Top of PASSAGE
Multiscale Object Detection

astonzhang · June 29, 2020, 10:32pm

https://d2l.ai/chapter_computer-vision/multiscale-object-detection.html

rezahabibi96 · September 26, 2020, 2:24pm

There are some question I want to ask, please be patient with me.

" Since the midpoints of anchor boxes anchors overlap with all the units on feature map fmap". The overlap happened because the anchor boxes is centered in each pixel, is it right?
As we know, an element in a deeper layer has more receptive field of the input image than an element in a shallow layer, hence it has a larger size of receptive field of the input image. But in the context of feature map, the small feature map corresponding to wider object while the large feature map corresponding to narrower object, is it right?

Because I saw in Section 13.5, the larger feature map fmap_h=4=fmap_w corresponding to narrower object while the smaller feature map fmap_h=2=fmap_w corresponding to wider object.

In Short, why wider object has smaller fmap than narrower object? Is it because the nature of crosscorr operation? so deeper layer has possibility to output smaller fmap than shallow layer.

I am sorry to ask so many question, but I can’t go to the next section without getting crystal clear in this section. Thank you.

goldpiggy · September 29, 2020, 3:54am

Hi @rezahabibi96, great questions!

Yes the image are divided by fmap into cells uniformly, and the anchor boxes are centered at each cells.

“wider receptive field” refers to a larger convolutional filter, used for larger objects. Let me know if it makes sense to you.

vpeopleonatank · October 6, 2020, 2:53am

For example, input image has 3x3 shape, kernel 2x2 and feature map output has 2x2 shape.
When feature map size decreases, kernel size increases which leads to a larger size of receptive field of the input image. Correct me if i 'm wrong.
p/s: sorry for my bad english

gembancud · May 6, 2021, 5:06pm

Are “wider” and “larger” referring to two different things? From what I understand, deeper layers of CNN have larger receptive fields because they consider/aggregate the “bunched up”-earlier layers. So even if we use a Resnet that has constant 3x3 filters throughout, we still achieve the effect of having larger receptive fields as we go deeper in the network. Is this correct?
Bottom of PASSAGE
**ACTION ITEM A:** In the multiscale object detection thread, echo the stretch from "Because I saw" through "Hi @rezahabibi96, great questions!" word for word.
**ACTION ITEM B:**
Using the multiscale object detection thread, reply to each item below on its own line, marking replies (i), (ii), (iii):
(i) In vpeopleonatank's example, what shape does the input image have?
(ii) According to goldpiggy, where are the anchor boxes centered?
(iii) What filter size does gembancud say a Resnet keeps throughout?
Top of EXTRACTED ENTRIES
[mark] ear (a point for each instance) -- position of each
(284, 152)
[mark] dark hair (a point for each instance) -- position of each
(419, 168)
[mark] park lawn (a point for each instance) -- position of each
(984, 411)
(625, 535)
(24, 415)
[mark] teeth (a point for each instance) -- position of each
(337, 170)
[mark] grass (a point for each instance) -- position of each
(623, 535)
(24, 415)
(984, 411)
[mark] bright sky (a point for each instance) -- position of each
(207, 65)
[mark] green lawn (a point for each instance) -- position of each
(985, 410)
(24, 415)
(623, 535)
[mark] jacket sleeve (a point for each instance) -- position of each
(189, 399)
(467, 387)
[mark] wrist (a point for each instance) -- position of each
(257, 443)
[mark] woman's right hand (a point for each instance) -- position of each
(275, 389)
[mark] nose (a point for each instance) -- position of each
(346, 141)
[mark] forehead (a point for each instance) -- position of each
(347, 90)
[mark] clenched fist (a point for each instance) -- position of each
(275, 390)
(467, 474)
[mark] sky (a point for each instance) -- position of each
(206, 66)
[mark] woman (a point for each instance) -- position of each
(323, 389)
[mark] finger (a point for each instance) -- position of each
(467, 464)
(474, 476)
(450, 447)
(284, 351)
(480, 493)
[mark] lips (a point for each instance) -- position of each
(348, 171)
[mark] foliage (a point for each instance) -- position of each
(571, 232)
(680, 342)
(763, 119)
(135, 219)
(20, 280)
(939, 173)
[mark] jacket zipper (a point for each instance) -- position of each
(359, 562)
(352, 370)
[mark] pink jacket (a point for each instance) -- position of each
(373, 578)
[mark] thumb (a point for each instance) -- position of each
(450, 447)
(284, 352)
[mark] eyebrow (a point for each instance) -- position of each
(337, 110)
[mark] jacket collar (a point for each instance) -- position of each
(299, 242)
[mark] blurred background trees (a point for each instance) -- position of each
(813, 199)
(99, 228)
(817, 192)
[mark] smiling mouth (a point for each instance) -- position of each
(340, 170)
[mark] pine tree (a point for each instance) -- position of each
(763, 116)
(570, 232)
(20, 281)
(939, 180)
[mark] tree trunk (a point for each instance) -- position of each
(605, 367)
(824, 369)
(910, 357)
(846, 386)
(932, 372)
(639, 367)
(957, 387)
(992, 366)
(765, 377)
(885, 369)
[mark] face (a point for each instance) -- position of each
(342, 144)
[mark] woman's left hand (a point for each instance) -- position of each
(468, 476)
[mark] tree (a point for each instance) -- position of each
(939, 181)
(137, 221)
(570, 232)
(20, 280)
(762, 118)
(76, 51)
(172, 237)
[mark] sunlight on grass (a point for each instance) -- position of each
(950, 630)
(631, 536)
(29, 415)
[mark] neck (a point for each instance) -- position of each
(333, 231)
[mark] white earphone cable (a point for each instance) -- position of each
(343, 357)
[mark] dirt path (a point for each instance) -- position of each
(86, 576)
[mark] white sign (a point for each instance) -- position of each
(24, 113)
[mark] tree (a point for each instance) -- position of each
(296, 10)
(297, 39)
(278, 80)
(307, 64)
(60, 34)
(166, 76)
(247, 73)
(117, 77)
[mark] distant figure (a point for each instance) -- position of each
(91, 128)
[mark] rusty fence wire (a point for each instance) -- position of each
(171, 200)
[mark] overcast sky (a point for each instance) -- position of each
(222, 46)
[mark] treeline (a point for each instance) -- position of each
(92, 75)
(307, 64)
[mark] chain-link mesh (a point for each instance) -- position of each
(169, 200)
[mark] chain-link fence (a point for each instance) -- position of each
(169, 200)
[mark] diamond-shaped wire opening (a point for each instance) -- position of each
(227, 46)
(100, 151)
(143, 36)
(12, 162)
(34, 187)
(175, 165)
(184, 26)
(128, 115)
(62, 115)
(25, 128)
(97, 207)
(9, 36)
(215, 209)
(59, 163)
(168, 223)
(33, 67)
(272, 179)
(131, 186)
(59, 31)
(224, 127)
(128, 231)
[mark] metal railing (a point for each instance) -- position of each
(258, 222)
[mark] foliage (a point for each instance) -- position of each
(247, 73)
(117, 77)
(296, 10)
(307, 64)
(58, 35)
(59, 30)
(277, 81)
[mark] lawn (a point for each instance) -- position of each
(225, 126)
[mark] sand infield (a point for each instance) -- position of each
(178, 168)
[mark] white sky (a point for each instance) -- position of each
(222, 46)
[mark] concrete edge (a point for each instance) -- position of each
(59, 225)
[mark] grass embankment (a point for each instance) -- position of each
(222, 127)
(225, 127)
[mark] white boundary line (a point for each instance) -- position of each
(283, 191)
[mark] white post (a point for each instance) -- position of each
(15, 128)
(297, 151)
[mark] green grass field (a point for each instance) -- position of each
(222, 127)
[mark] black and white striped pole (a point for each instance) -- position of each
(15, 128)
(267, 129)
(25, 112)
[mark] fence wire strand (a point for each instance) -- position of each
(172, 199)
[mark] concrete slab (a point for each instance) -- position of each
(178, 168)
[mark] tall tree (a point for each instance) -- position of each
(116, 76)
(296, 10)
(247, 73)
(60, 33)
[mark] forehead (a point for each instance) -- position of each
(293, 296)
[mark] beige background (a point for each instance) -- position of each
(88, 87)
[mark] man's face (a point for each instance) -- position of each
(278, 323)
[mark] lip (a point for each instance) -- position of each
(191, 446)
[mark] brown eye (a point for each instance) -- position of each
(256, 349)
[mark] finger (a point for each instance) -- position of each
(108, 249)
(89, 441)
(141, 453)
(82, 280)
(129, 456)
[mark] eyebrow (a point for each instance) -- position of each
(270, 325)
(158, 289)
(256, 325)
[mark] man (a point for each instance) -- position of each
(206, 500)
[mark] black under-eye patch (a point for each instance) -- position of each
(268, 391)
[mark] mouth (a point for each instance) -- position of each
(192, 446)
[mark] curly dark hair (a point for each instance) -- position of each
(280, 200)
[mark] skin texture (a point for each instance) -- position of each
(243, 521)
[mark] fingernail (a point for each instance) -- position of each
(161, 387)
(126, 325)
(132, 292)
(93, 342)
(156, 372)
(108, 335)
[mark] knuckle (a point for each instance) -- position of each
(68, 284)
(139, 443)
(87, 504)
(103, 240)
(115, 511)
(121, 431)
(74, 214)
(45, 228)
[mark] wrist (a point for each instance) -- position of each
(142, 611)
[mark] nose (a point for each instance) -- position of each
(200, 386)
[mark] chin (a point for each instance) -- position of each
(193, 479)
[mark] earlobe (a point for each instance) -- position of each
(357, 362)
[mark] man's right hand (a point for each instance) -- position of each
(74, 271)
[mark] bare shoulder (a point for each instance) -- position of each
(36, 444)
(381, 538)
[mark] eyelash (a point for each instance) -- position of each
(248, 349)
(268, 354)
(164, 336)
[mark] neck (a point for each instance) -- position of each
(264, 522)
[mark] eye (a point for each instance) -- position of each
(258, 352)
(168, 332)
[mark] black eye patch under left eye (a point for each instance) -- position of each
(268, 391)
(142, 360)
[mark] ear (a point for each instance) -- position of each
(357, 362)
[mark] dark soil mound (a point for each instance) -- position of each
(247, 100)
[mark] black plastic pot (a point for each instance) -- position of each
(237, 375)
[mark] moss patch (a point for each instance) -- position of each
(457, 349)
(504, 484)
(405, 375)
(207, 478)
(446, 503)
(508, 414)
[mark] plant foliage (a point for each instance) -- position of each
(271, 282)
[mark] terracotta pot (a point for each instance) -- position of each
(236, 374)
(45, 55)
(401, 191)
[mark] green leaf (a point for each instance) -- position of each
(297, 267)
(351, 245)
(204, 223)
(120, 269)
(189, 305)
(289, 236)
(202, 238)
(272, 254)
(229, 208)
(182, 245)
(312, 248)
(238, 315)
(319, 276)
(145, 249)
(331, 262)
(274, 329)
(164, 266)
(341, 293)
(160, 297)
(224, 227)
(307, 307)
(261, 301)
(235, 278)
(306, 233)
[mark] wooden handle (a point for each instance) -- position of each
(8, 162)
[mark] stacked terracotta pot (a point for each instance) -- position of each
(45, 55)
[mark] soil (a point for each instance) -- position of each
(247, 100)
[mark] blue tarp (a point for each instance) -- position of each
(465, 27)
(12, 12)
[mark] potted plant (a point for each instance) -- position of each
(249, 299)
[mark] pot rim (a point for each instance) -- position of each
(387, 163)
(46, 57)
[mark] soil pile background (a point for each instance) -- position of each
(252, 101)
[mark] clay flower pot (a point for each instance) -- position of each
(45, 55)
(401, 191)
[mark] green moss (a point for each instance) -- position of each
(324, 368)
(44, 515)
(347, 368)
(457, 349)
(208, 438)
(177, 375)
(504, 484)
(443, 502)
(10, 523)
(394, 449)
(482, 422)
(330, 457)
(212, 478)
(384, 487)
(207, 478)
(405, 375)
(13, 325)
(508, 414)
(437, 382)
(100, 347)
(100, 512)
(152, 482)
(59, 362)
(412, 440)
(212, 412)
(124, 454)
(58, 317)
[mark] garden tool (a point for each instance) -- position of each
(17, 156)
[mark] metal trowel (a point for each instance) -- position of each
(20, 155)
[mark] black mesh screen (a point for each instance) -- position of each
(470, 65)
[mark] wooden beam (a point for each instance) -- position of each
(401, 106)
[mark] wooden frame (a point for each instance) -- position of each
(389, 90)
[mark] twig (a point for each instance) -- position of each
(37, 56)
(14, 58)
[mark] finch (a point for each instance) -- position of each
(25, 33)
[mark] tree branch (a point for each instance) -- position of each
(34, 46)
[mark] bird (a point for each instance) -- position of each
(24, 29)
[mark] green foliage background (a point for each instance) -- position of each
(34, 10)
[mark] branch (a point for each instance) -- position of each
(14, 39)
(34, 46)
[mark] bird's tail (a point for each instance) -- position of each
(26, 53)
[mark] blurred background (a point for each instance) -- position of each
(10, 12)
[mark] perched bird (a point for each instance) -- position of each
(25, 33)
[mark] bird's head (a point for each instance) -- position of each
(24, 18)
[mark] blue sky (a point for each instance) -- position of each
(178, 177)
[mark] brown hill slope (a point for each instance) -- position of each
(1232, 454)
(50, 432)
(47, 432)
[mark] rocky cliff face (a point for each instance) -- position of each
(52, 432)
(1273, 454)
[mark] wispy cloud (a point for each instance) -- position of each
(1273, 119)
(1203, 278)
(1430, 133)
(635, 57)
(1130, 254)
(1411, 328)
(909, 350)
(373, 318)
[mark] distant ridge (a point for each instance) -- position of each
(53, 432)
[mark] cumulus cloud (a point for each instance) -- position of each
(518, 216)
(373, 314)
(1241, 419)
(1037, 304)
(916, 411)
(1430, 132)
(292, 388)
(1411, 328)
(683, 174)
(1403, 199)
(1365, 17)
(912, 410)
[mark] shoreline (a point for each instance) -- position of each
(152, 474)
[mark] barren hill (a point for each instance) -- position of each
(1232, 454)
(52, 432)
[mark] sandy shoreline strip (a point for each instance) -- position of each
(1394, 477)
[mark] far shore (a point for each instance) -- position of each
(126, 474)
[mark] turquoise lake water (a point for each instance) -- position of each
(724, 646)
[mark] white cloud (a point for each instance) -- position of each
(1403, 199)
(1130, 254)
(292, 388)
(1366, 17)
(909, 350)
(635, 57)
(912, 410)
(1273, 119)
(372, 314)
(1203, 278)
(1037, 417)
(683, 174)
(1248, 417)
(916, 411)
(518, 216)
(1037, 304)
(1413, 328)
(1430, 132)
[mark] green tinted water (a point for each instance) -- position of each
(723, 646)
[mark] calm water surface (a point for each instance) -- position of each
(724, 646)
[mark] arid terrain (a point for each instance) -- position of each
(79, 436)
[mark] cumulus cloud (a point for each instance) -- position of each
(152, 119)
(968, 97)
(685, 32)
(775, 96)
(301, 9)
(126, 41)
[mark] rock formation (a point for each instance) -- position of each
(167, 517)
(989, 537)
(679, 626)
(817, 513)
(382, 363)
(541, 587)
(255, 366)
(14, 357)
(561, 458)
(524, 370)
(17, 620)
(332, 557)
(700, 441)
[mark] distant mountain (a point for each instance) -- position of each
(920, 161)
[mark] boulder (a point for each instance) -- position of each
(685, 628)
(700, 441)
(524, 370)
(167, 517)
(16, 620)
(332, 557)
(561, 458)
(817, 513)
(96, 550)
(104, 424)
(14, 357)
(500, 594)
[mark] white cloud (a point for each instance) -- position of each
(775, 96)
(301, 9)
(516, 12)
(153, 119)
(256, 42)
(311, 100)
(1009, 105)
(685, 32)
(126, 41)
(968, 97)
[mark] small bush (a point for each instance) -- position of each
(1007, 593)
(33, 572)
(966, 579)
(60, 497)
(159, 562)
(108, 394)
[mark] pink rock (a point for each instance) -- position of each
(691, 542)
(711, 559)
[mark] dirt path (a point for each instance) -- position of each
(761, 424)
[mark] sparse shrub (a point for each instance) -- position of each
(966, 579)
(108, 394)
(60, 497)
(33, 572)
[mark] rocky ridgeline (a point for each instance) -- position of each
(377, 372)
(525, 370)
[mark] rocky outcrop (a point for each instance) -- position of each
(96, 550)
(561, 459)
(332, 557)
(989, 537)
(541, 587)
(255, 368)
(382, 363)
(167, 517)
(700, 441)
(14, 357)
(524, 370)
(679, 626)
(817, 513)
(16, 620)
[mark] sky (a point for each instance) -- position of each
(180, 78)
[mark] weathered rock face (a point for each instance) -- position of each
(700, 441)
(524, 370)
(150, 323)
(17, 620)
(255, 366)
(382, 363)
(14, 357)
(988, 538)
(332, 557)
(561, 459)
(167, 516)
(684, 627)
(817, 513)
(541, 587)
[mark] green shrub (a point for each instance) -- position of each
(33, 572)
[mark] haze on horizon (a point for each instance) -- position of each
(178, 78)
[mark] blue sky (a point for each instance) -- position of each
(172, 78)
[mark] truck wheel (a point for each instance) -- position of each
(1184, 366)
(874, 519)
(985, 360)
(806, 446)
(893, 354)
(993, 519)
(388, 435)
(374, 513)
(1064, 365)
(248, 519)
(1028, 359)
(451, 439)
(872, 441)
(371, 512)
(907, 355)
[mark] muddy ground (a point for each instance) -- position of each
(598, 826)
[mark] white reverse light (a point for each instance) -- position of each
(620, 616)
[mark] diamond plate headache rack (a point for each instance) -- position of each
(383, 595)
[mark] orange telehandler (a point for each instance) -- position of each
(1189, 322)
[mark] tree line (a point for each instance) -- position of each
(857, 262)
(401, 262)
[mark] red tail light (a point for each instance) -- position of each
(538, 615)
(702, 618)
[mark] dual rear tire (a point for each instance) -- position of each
Bottom of EXTRACTED ENTRIES
**WRITTEN ANSWER A:**
Because I saw in Section 13.5, the larger feature map fmap_h=4=fmap_w corresponding to narrower object while the smaller feature map fmap_h=2=fmap_w corresponding to wider object.

In Short, why wider object has smaller fmap than narrower object? Is it because the nature of crosscorr operation? so deeper layer has possibility to output smaller fmap than shallow layer.

I am sorry to ask so many question, but I can’t go to the next section without getting crystal clear in this section. Thank you.

goldpiggy · September 29, 2020, 3:54am

Hi @rezahabibi96, great questions!

**WRITTEN ANSWER B:**
(i) 3x3
(ii) At each cell
(iii) 3x3